#### Data extract

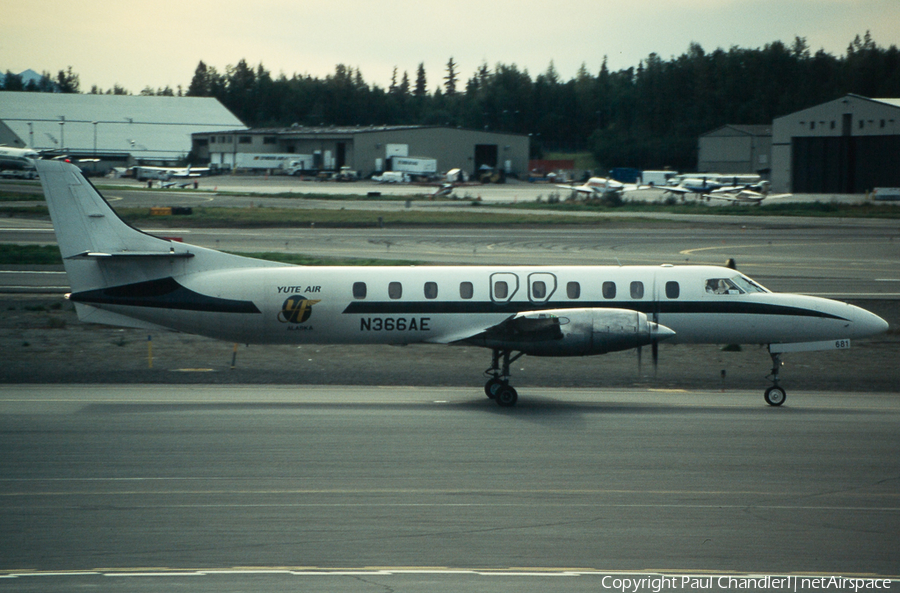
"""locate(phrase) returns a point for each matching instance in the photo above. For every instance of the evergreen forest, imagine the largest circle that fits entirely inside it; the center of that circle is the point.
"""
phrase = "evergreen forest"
(647, 116)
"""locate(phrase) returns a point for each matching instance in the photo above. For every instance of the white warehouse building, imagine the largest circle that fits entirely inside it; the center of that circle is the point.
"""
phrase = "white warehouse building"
(116, 129)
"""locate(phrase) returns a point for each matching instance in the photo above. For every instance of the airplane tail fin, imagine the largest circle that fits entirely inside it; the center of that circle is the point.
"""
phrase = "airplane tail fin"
(100, 250)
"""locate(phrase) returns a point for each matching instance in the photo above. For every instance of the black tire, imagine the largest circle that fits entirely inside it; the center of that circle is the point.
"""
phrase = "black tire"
(492, 386)
(506, 397)
(775, 396)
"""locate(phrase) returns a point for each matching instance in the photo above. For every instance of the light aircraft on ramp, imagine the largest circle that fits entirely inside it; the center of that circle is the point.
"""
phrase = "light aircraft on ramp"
(122, 276)
(17, 157)
(168, 173)
(754, 195)
(600, 187)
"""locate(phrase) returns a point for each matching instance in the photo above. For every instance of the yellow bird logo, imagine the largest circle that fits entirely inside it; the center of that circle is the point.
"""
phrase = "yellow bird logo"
(296, 309)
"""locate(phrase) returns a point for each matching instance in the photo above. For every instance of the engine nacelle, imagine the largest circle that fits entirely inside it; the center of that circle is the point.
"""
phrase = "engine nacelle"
(574, 332)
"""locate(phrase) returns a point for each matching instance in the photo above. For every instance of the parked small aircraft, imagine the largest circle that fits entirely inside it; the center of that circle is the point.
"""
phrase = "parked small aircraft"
(17, 157)
(122, 276)
(599, 187)
(168, 173)
(755, 194)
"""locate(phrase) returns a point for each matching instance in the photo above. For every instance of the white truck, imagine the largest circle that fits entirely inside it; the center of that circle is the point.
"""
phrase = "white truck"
(297, 164)
(414, 165)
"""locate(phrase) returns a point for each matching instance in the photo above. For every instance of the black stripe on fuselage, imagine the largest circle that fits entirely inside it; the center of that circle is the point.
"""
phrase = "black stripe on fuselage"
(647, 307)
(164, 293)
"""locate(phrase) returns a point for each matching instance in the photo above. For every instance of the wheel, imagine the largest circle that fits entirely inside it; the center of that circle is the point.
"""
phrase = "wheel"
(491, 387)
(775, 396)
(506, 396)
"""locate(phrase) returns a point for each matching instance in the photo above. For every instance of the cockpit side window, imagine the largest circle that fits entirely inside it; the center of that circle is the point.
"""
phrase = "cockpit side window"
(722, 286)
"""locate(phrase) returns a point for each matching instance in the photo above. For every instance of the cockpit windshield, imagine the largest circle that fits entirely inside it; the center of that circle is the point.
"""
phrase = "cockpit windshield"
(748, 285)
(739, 284)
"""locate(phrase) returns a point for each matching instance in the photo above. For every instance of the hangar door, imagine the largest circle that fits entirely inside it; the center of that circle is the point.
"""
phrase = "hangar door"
(486, 154)
(844, 164)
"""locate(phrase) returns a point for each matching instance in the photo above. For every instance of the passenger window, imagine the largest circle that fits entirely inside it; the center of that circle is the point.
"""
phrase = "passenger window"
(673, 290)
(609, 290)
(637, 290)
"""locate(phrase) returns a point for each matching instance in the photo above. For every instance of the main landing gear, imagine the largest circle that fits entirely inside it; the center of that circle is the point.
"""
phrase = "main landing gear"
(497, 387)
(775, 395)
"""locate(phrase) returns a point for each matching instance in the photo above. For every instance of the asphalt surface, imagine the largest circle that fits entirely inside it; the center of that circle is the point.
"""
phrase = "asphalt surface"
(177, 483)
(129, 464)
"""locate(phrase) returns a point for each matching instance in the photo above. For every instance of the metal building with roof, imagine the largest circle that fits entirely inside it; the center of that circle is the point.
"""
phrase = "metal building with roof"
(736, 149)
(848, 145)
(126, 129)
(369, 149)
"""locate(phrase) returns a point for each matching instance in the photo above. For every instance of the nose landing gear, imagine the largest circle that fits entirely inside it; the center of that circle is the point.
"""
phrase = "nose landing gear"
(497, 387)
(775, 395)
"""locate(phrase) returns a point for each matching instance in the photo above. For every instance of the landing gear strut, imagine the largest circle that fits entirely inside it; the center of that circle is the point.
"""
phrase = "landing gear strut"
(775, 395)
(497, 387)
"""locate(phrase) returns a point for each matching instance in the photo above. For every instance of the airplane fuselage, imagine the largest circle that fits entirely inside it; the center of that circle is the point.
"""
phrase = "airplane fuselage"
(421, 304)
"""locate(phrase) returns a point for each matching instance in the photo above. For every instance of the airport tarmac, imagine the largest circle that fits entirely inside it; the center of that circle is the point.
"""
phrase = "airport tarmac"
(356, 467)
(433, 489)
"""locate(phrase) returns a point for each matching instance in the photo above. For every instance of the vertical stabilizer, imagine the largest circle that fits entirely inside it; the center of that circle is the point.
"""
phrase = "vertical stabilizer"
(101, 250)
(87, 228)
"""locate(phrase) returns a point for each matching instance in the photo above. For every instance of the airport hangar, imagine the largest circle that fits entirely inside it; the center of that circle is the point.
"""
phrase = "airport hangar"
(736, 149)
(99, 132)
(847, 146)
(369, 149)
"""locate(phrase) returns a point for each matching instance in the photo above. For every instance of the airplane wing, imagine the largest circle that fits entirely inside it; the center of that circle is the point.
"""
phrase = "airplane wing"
(583, 189)
(573, 331)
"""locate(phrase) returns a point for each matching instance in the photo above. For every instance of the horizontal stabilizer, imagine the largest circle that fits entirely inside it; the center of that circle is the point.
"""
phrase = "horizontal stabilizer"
(117, 254)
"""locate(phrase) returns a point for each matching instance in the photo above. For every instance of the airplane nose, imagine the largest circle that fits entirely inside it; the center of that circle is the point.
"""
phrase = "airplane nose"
(876, 324)
(660, 332)
(869, 324)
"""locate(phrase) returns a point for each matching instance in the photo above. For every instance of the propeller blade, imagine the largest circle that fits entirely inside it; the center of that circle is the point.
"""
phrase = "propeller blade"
(654, 351)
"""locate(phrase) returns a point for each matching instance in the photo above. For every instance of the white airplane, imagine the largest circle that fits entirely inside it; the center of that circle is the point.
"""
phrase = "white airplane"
(755, 194)
(17, 157)
(122, 276)
(167, 173)
(598, 187)
(691, 185)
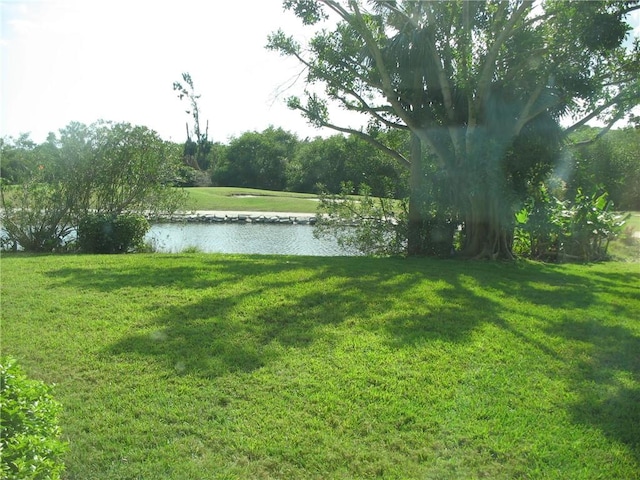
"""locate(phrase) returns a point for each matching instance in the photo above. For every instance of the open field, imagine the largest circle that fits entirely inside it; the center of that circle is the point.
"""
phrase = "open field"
(206, 366)
(248, 199)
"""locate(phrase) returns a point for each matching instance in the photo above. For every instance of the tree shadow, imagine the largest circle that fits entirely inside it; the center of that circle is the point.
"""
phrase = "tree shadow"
(604, 378)
(300, 302)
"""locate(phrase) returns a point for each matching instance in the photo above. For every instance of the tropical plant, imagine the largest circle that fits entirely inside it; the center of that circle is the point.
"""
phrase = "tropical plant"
(30, 444)
(478, 84)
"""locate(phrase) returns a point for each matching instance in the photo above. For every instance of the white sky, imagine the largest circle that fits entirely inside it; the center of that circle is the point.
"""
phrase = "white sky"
(84, 60)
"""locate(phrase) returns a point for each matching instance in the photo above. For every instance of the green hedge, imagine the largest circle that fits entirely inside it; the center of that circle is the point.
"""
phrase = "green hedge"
(100, 233)
(30, 445)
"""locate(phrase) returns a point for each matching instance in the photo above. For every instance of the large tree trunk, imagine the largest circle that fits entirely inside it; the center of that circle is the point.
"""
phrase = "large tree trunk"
(488, 233)
(415, 228)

########

Task to complete:
Copy the lines above, starting with the line containing "of the large" and continuing through the final line, requests included. Offset every coordinate in the answers by adding 30 to it.

Solution:
"""locate(phrase) returns a point for each matching instance in the photo above. For every instance of the large tree trunk, imagine the largest circle that fits entirely inside it; the center of that circle is the point.
"""
phrase = "large tree trunk"
(518, 263)
(445, 258)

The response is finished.